■ Exercise: The reply must consist of one number: how many lines of the data include the word "pixel".

[Stored data]
╔══
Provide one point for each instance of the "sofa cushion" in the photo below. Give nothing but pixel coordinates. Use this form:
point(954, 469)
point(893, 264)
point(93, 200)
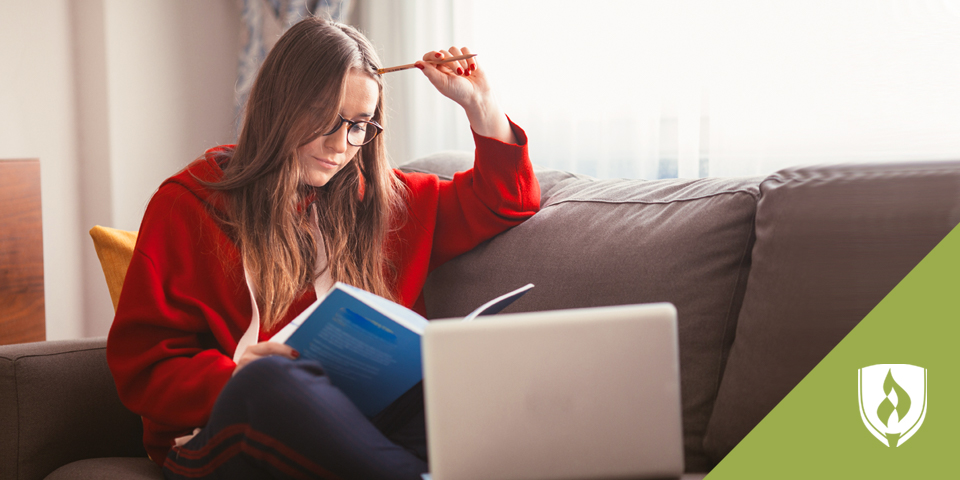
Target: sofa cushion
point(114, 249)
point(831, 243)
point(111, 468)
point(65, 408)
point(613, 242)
╚══
╔══
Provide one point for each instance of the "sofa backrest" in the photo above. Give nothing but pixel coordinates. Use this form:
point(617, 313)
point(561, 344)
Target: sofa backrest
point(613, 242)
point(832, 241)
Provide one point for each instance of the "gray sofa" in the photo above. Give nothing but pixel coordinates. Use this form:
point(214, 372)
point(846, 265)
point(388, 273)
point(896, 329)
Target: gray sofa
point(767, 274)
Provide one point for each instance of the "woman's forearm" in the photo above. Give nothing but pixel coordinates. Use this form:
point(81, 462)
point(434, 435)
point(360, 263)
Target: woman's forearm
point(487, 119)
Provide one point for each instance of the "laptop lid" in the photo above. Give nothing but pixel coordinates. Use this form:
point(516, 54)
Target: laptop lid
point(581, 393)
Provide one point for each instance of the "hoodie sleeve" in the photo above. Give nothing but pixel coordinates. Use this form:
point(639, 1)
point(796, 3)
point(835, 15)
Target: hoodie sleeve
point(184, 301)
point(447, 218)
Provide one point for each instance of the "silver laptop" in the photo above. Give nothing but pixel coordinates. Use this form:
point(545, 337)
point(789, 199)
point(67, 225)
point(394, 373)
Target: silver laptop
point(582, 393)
╚══
■ Solution to this exercise: 7